WORK INSTRUCTION
In the streaming discovery text, how long do viewers spend searching on average before they press play?

DOCUMENT EXCERPT
"""

The success of streaming is creating both abundance and friction. Viewers have more to watch than ever before. Yet finding something they want often takes too long. As audiences face growing fragmentation, there’s a clear opportunity to make content discovery intuitive and rewarding again.
According to Gracenote’s 2025 State of Play report, audiences still love streaming, but the thrill of seemingly infinite choices has become an endless maze. The challenge isn’t that viewers don’t want to watch; it’s that they can’t easily find what they want. Streaming is maturing, and the next phase of growth depends on improving how people discover and engage with content.
The paradox of streaming abundance
The data shows a streaming market still expanding. The number of free ad-supported streaming (FAST) channels continues to climb, and global streaming services keep expanding their catalogs. As the supply of entertainment keeps rising, viewers bounce among apps and subscriptions in search of something to watch.
Nearly half of all streaming viewers say it’s getting harder to find what they want. They spend an average of 14 minutes searching before pressing play, with younger audiences spending even more time. Nearly 50% state they would consider canceling a service because they can’t find something to watch.
The challenge is especially evident in live sports. To watch every NFL game, fans need access to several different services. That complexity turns loyal fans into frustrated detectives. Streaming freed audiences from linear schedules, but freedom without guidance risks undermining engagement.
Audiences aren’t turning away from streaming; they are asking for better experiences. Many viewers want a service that tells them where to find a specific program, even if it’s on another platform. Others want recommendations shaped by their own preferences such as release year, mood, or country of origin. And 84% say layout, images, and program descriptions define the value of a service
Streaming is no longer just about access to endless content. It’s about how people feel when they engage with a service. The viewer experience has become the product, and personalization now sits at the center of every strategy.
AI and the future of streaming discovery
Gracenote’s report identifies a powerful accelerant. Generative AI and large language models (LLMs) can transform how audiences search, browse, and decide what to watch.
Traditional search depends on keywords. Type “Seattle TV shows” and you get a static list. LLM-driven discovery understands nuance: “What’s a good comfort show set in Seattle?” or “Where can I watch the Dodgers game tonight?”
AI models trained on harmonized entertainment data can connect viewers with accurate, real-time results. They can unify metadata across multiple catalogs and rank results by popularity, critical acclaim, or mood.
For media content companies, these capabilities mean stronger engagement. Better discovery leads to less searching, fewer abandoned sessions, and lower churn. AI-enhanced interfaces can reintroduce a sense of curation, the element many viewers miss from traditional TV, while still offering the flexibility of streaming.
Common standards for streaming navigation
The real opportunity isn’t to compete for every minute of attention, but to help audiences navigate abundance. Unified discovery doesn’t require every service to merge libraries; it requires smarter metadata, richer taxonomies, and collaboration on common standards.
Companies that take this approach can turn fragmentation into differentiation. They can become a trusted guide, not just another destination. By understanding how mood, time of day, or current events influence viewing decisions, they can deliver more relevant recommendations and seamless journeys. Currently, when looking for something to watch, only 28% of streaming viewers report choosing content based on a service recommendation (30% in the U.S.).

"""

PROVIDED INFORMATION

"""

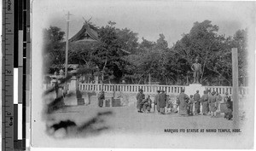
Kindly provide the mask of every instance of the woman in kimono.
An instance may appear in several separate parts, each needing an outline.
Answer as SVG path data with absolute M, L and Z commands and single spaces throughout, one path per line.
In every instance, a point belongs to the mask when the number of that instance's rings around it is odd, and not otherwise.
M 178 96 L 179 114 L 183 116 L 188 115 L 188 102 L 189 100 L 189 96 L 184 92 L 185 90 L 183 89 Z
M 210 105 L 210 111 L 212 114 L 212 118 L 216 117 L 216 110 L 217 110 L 217 97 L 215 96 L 215 92 L 212 91 L 212 94 L 208 97 L 208 102 Z
M 208 105 L 208 95 L 207 91 L 204 90 L 204 95 L 201 98 L 201 102 L 202 105 L 202 114 L 207 115 L 209 112 L 209 105 Z

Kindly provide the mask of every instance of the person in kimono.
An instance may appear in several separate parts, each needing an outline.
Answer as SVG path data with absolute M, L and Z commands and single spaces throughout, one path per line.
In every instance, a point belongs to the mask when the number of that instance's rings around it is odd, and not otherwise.
M 103 107 L 103 101 L 105 99 L 105 94 L 103 90 L 101 90 L 99 96 L 98 96 L 98 105 L 100 107 Z
M 139 90 L 139 92 L 137 94 L 136 99 L 137 112 L 143 113 L 142 108 L 143 104 L 142 104 L 142 102 L 143 101 L 143 99 L 145 99 L 145 95 L 143 94 L 143 90 L 142 89 Z
M 194 95 L 194 102 L 195 102 L 194 114 L 197 115 L 200 113 L 200 107 L 201 107 L 201 96 L 199 94 L 199 90 L 196 90 L 196 93 Z
M 227 111 L 224 113 L 224 119 L 230 120 L 233 118 L 233 102 L 231 102 L 231 97 L 227 97 L 226 101 Z
M 217 111 L 219 112 L 220 111 L 219 104 L 222 102 L 222 96 L 218 94 L 218 92 L 216 92 L 215 96 L 216 96 L 216 98 L 217 98 L 217 104 L 218 104 Z
M 190 98 L 189 101 L 189 108 L 188 108 L 189 115 L 193 115 L 193 106 L 194 106 L 194 98 L 193 98 L 193 95 L 190 95 Z
M 202 105 L 202 114 L 207 115 L 209 112 L 209 105 L 208 105 L 208 95 L 207 94 L 207 91 L 204 90 L 204 94 L 201 98 L 201 102 Z
M 162 114 L 165 114 L 165 107 L 166 104 L 166 94 L 165 93 L 165 90 L 162 90 L 161 93 L 159 95 L 159 107 L 160 107 L 160 113 Z
M 212 91 L 211 95 L 208 96 L 208 102 L 211 111 L 212 118 L 216 117 L 216 110 L 217 110 L 217 97 L 215 96 L 215 92 Z
M 224 96 L 224 102 L 227 102 L 229 97 L 230 97 L 230 96 L 229 96 L 229 92 L 226 92 L 226 93 L 225 93 L 225 96 Z
M 146 99 L 143 101 L 143 109 L 145 113 L 150 113 L 152 100 L 150 99 L 150 96 L 148 95 Z
M 155 107 L 157 112 L 160 112 L 160 107 L 159 107 L 159 95 L 160 95 L 160 90 L 157 90 L 157 94 L 154 96 L 154 111 L 155 111 Z
M 179 102 L 179 114 L 183 116 L 188 115 L 188 102 L 189 102 L 189 96 L 185 94 L 185 90 L 182 90 L 178 97 Z

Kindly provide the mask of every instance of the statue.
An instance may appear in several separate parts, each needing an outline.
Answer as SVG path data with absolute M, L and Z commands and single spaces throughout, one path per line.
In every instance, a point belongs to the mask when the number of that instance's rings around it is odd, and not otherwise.
M 194 82 L 193 84 L 199 84 L 200 74 L 201 73 L 201 65 L 198 63 L 198 58 L 195 58 L 195 63 L 193 63 L 191 69 L 194 72 Z

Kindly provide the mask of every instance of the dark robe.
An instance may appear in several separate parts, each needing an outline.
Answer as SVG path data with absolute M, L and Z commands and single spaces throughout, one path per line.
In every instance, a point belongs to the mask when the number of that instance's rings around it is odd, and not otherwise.
M 159 107 L 165 107 L 166 102 L 166 94 L 160 93 L 159 95 Z
M 143 111 L 148 110 L 148 112 L 150 112 L 151 109 L 151 104 L 152 104 L 152 100 L 146 98 L 143 101 Z
M 216 112 L 216 110 L 217 110 L 217 97 L 215 96 L 209 95 L 208 102 L 210 104 L 210 111 Z
M 139 92 L 136 96 L 136 99 L 137 99 L 137 108 L 141 109 L 143 107 L 142 102 L 143 99 L 145 99 L 145 95 Z
M 195 93 L 194 95 L 195 113 L 200 113 L 200 105 L 201 105 L 200 100 L 201 100 L 200 94 Z
M 154 96 L 154 105 L 156 105 L 156 110 L 159 112 L 160 111 L 160 107 L 159 107 L 159 93 L 155 95 Z
M 226 105 L 227 105 L 227 111 L 224 113 L 224 118 L 230 120 L 233 118 L 233 113 L 232 113 L 233 102 L 231 102 L 230 100 L 227 100 Z
M 205 94 L 201 98 L 201 105 L 202 105 L 202 113 L 208 113 L 209 112 L 209 105 L 208 105 L 208 95 Z
M 179 114 L 187 115 L 188 114 L 188 102 L 189 96 L 184 92 L 182 92 L 178 96 L 178 102 L 179 102 Z
M 105 99 L 104 92 L 100 92 L 99 97 L 98 97 L 98 105 L 100 107 L 103 107 L 103 101 Z

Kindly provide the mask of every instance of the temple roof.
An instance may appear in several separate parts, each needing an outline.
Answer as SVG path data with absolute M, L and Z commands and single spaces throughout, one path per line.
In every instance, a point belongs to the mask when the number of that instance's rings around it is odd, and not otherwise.
M 86 42 L 93 42 L 93 41 L 99 41 L 97 28 L 94 26 L 84 23 L 80 29 L 80 31 L 76 33 L 73 37 L 72 37 L 68 42 L 80 42 L 80 41 L 86 41 Z

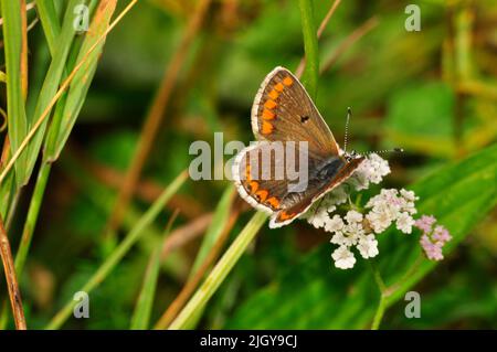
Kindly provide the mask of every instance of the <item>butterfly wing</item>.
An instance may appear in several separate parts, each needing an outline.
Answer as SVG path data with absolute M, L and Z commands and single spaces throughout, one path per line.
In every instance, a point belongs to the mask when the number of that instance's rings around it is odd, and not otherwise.
M 310 188 L 310 191 L 307 193 L 296 194 L 295 196 L 300 200 L 294 205 L 274 213 L 271 217 L 269 227 L 275 228 L 287 225 L 300 214 L 304 214 L 313 203 L 347 180 L 363 160 L 363 158 L 353 159 L 350 162 L 346 162 L 341 168 L 337 168 L 335 177 L 325 186 Z M 288 198 L 288 195 L 286 196 Z
M 278 149 L 278 145 L 283 148 Z M 350 177 L 362 161 L 355 159 L 346 162 L 340 157 L 332 157 L 325 170 L 322 162 L 309 158 L 308 169 L 318 171 L 300 174 L 304 179 L 292 180 L 285 171 L 292 161 L 287 160 L 289 153 L 285 147 L 286 143 L 281 141 L 256 142 L 242 150 L 232 167 L 232 177 L 240 195 L 255 209 L 272 215 L 269 227 L 289 224 L 316 200 Z M 297 148 L 293 154 L 297 169 L 300 167 L 299 152 Z M 283 172 L 278 174 L 278 170 Z M 319 170 L 325 170 L 326 174 Z M 296 189 L 300 181 L 305 182 L 305 186 Z
M 264 79 L 252 106 L 252 130 L 258 140 L 306 140 L 309 154 L 338 156 L 338 145 L 297 77 L 284 67 Z

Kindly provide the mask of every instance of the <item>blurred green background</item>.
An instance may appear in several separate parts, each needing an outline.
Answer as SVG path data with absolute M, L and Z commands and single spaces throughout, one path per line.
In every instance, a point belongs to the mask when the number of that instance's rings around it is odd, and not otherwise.
M 314 1 L 317 23 L 332 2 Z M 420 32 L 404 28 L 409 3 L 421 9 Z M 277 65 L 292 71 L 298 66 L 304 54 L 298 1 L 212 1 L 173 67 L 178 79 L 160 114 L 157 138 L 123 225 L 113 236 L 105 235 L 145 118 L 165 72 L 182 50 L 197 4 L 193 0 L 141 0 L 109 34 L 76 126 L 50 174 L 20 279 L 29 327 L 43 328 L 161 190 L 188 168 L 193 159 L 188 152 L 192 141 L 213 143 L 215 131 L 224 132 L 225 142 L 253 140 L 250 110 L 262 79 Z M 119 3 L 117 12 L 124 6 Z M 30 22 L 35 12 L 29 12 Z M 29 32 L 33 79 L 46 70 L 47 55 L 42 28 L 34 24 Z M 494 0 L 342 1 L 319 40 L 319 57 L 324 72 L 316 105 L 337 141 L 343 140 L 350 106 L 353 149 L 400 146 L 405 150 L 388 157 L 392 173 L 382 186 L 406 186 L 491 148 L 496 141 Z M 495 157 L 493 152 L 486 163 L 495 164 Z M 228 180 L 188 180 L 137 246 L 91 294 L 91 318 L 70 318 L 64 328 L 130 327 L 151 250 L 160 246 L 167 223 L 177 213 L 171 232 L 183 231 L 184 237 L 193 238 L 161 258 L 150 319 L 154 324 L 191 276 L 202 235 L 220 221 L 212 220 L 212 212 L 229 184 Z M 13 248 L 32 191 L 33 180 L 23 189 L 12 220 L 9 235 Z M 371 192 L 376 191 L 378 188 Z M 436 196 L 443 199 L 446 191 L 434 188 L 431 192 L 440 192 Z M 454 250 L 414 286 L 422 297 L 422 317 L 405 318 L 401 298 L 387 311 L 382 328 L 497 328 L 497 212 L 493 199 L 484 203 L 485 212 L 472 215 L 473 222 L 465 225 Z M 229 241 L 253 214 L 241 204 L 235 201 L 233 205 L 240 216 Z M 444 225 L 453 230 L 451 224 Z M 208 303 L 198 327 L 368 328 L 371 317 L 364 307 L 374 310 L 378 294 L 374 286 L 361 284 L 370 277 L 367 265 L 359 263 L 348 271 L 336 269 L 328 242 L 326 233 L 305 222 L 281 230 L 264 225 Z M 409 245 L 417 246 L 412 238 Z M 398 256 L 395 262 L 395 249 L 392 244 L 380 244 L 383 265 L 395 266 L 401 260 Z M 3 279 L 0 287 L 4 299 Z M 364 292 L 358 297 L 355 290 Z

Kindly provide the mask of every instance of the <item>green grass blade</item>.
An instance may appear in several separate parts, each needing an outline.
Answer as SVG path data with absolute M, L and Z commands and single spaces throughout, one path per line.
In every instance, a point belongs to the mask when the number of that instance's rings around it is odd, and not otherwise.
M 55 52 L 50 64 L 49 71 L 46 73 L 45 79 L 43 82 L 43 86 L 41 88 L 40 95 L 38 97 L 36 106 L 34 108 L 33 116 L 30 117 L 30 127 L 39 120 L 46 106 L 49 106 L 53 96 L 57 92 L 59 85 L 62 79 L 62 74 L 65 70 L 65 63 L 67 61 L 67 56 L 71 50 L 71 44 L 73 42 L 75 31 L 73 26 L 74 13 L 73 9 L 78 3 L 78 0 L 70 0 L 66 9 L 66 13 L 64 15 L 64 21 L 62 24 L 62 29 L 60 35 L 56 39 Z M 38 154 L 40 151 L 40 147 L 44 137 L 46 124 L 49 119 L 45 119 L 43 124 L 38 129 L 33 139 L 28 146 L 28 172 L 27 178 L 31 174 L 31 171 L 36 162 Z M 25 180 L 28 181 L 28 179 Z
M 211 225 L 209 226 L 205 236 L 203 237 L 202 244 L 200 246 L 199 253 L 193 263 L 192 269 L 190 270 L 190 276 L 193 276 L 199 267 L 202 265 L 203 260 L 208 256 L 212 246 L 221 236 L 228 220 L 230 218 L 230 206 L 233 200 L 234 185 L 230 185 L 224 191 L 221 200 L 215 207 L 214 216 L 212 217 Z
M 159 278 L 160 269 L 160 248 L 156 249 L 147 267 L 145 274 L 144 286 L 141 287 L 138 301 L 135 307 L 135 312 L 131 318 L 131 330 L 148 329 L 150 323 L 150 313 L 154 305 L 154 297 L 156 295 L 157 279 Z
M 52 56 L 55 54 L 56 40 L 61 33 L 61 24 L 59 23 L 57 11 L 53 4 L 53 0 L 38 0 L 36 12 L 45 33 L 46 43 Z
M 80 62 L 87 53 L 87 51 L 95 45 L 96 41 L 107 30 L 114 10 L 116 8 L 116 1 L 101 2 L 95 11 L 95 15 L 92 20 L 92 24 L 88 32 L 92 35 L 86 35 L 77 56 Z M 45 161 L 54 161 L 59 158 L 65 142 L 76 122 L 77 115 L 80 114 L 93 76 L 96 71 L 98 57 L 102 54 L 105 41 L 102 41 L 97 47 L 92 52 L 81 70 L 73 78 L 73 83 L 67 92 L 65 104 L 62 114 L 54 116 L 54 119 L 49 128 L 46 146 L 45 146 Z
M 258 230 L 266 222 L 266 220 L 267 215 L 262 212 L 257 212 L 254 216 L 252 216 L 240 235 L 214 266 L 208 278 L 202 282 L 175 321 L 172 321 L 169 329 L 189 329 L 197 321 L 197 312 L 205 307 L 205 303 L 212 295 L 215 294 L 218 288 L 226 278 L 228 274 L 230 274 L 231 269 L 233 269 L 234 265 L 239 262 L 240 257 L 252 243 L 255 235 L 258 233 Z
M 162 211 L 166 203 L 171 196 L 180 189 L 188 178 L 188 172 L 182 172 L 178 175 L 171 184 L 160 194 L 156 202 L 149 207 L 149 210 L 141 216 L 136 225 L 129 231 L 123 242 L 116 247 L 116 249 L 107 257 L 102 266 L 95 271 L 95 274 L 88 279 L 88 281 L 80 289 L 89 294 L 94 290 L 107 276 L 113 271 L 116 265 L 124 258 L 129 249 L 141 238 L 145 230 L 156 220 L 159 213 Z M 59 329 L 71 316 L 75 301 L 70 300 L 49 322 L 46 329 Z
M 12 154 L 19 149 L 28 134 L 24 98 L 21 82 L 22 20 L 20 1 L 1 0 L 3 18 L 3 44 L 7 74 L 7 114 L 9 139 Z M 18 188 L 25 181 L 27 154 L 23 153 L 14 164 Z
M 314 6 L 311 0 L 298 0 L 298 4 L 300 8 L 302 30 L 304 34 L 304 50 L 306 53 L 306 68 L 302 82 L 306 86 L 310 97 L 315 99 L 319 77 L 319 53 Z
M 40 168 L 36 184 L 31 198 L 24 228 L 22 231 L 21 242 L 19 244 L 18 252 L 15 253 L 15 273 L 19 278 L 22 277 L 22 270 L 24 269 L 24 263 L 31 246 L 31 239 L 33 237 L 34 226 L 36 225 L 38 214 L 40 213 L 41 203 L 43 201 L 43 194 L 49 180 L 50 169 L 51 164 L 47 163 L 42 164 Z

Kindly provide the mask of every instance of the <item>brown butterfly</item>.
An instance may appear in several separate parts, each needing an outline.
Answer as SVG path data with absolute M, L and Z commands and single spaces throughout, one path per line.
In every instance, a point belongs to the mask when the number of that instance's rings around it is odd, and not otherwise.
M 252 106 L 252 130 L 257 141 L 236 156 L 232 177 L 246 202 L 272 215 L 269 227 L 289 224 L 364 160 L 338 147 L 302 83 L 284 67 L 262 83 Z M 288 177 L 288 161 L 305 175 L 299 186 Z

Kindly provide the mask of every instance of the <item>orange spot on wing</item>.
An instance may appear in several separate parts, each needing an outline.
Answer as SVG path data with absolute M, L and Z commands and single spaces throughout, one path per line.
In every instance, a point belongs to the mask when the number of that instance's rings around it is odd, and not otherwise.
M 267 194 L 269 194 L 269 193 L 266 190 L 261 190 L 261 191 L 255 192 L 255 196 L 258 198 L 258 200 L 261 202 L 264 202 L 266 200 Z
M 251 177 L 251 166 L 246 166 L 246 168 L 245 168 L 245 179 L 246 179 L 247 181 L 251 181 L 251 180 L 252 180 L 252 177 Z
M 251 181 L 248 182 L 248 186 L 251 188 L 251 193 L 255 193 L 258 189 L 258 183 L 257 181 Z
M 269 98 L 272 98 L 273 100 L 276 100 L 279 96 L 279 93 L 276 92 L 275 89 L 271 90 L 268 94 Z
M 272 120 L 276 117 L 273 111 L 269 111 L 268 109 L 264 109 L 263 111 L 263 118 L 266 120 Z
M 279 206 L 279 201 L 276 196 L 272 196 L 266 201 L 267 204 L 269 204 L 273 209 L 277 209 Z
M 281 221 L 286 221 L 286 220 L 288 220 L 288 218 L 294 217 L 295 214 L 296 214 L 296 213 L 290 213 L 290 214 L 288 214 L 287 212 L 283 211 L 283 212 L 279 213 L 278 218 L 279 218 Z
M 271 132 L 273 132 L 273 130 L 274 130 L 274 126 L 273 125 L 271 125 L 267 121 L 263 121 L 263 124 L 261 126 L 261 132 L 263 135 L 271 135 Z
M 277 105 L 276 102 L 273 99 L 267 99 L 267 102 L 264 103 L 264 107 L 266 109 L 274 109 L 276 107 L 276 105 Z
M 283 92 L 283 89 L 284 89 L 285 87 L 283 86 L 283 84 L 276 83 L 275 86 L 274 86 L 274 88 L 275 88 L 276 90 L 278 90 L 278 92 Z
M 287 77 L 283 78 L 283 84 L 286 85 L 287 87 L 289 87 L 290 85 L 294 84 L 294 79 L 292 79 L 290 76 L 287 76 Z

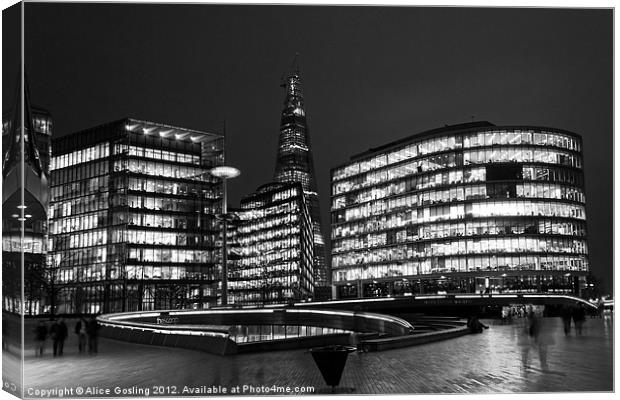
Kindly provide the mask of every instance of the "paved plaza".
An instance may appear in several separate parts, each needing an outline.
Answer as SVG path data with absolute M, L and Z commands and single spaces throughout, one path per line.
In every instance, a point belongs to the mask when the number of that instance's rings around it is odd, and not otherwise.
M 546 366 L 540 348 L 524 334 L 523 320 L 510 325 L 485 321 L 490 329 L 442 342 L 349 356 L 338 393 L 523 393 L 613 390 L 613 318 L 588 319 L 581 336 L 564 336 L 559 318 L 545 318 Z M 308 351 L 217 356 L 100 339 L 99 354 L 77 353 L 75 335 L 65 356 L 49 352 L 25 361 L 25 387 L 81 386 L 150 390 L 184 388 L 314 387 L 330 393 Z M 543 357 L 544 358 L 544 357 Z M 17 358 L 3 364 L 16 379 Z M 11 368 L 15 367 L 15 368 Z M 172 389 L 166 389 L 172 390 Z M 126 393 L 131 395 L 132 393 Z M 144 394 L 144 393 L 142 393 Z M 172 394 L 172 393 L 164 393 Z M 246 393 L 247 394 L 247 393 Z M 264 393 L 263 393 L 264 394 Z M 270 393 L 271 394 L 271 393 Z M 26 393 L 28 395 L 28 393 Z M 29 396 L 34 397 L 34 396 Z

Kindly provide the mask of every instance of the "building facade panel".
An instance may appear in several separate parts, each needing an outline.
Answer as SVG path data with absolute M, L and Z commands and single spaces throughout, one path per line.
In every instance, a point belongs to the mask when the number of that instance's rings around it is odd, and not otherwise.
M 562 130 L 471 123 L 332 169 L 338 296 L 574 291 L 588 271 L 581 148 Z
M 313 296 L 313 231 L 299 182 L 261 186 L 236 212 L 229 296 L 234 304 L 283 304 Z
M 51 247 L 64 312 L 205 308 L 221 269 L 223 137 L 125 119 L 60 138 Z

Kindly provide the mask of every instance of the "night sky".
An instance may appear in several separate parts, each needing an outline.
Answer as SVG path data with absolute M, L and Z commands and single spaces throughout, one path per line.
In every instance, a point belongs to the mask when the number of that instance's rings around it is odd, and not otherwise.
M 612 289 L 611 10 L 26 5 L 32 102 L 54 135 L 132 116 L 198 130 L 226 121 L 231 204 L 271 181 L 296 52 L 322 200 L 329 170 L 417 132 L 475 120 L 583 136 L 591 269 Z M 3 102 L 17 42 L 4 23 Z

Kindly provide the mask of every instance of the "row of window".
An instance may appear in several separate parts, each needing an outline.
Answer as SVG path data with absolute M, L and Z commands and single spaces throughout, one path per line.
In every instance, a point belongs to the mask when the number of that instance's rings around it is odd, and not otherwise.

"""

SOLUTION TO THE EXERCISE
An average of 14 minutes.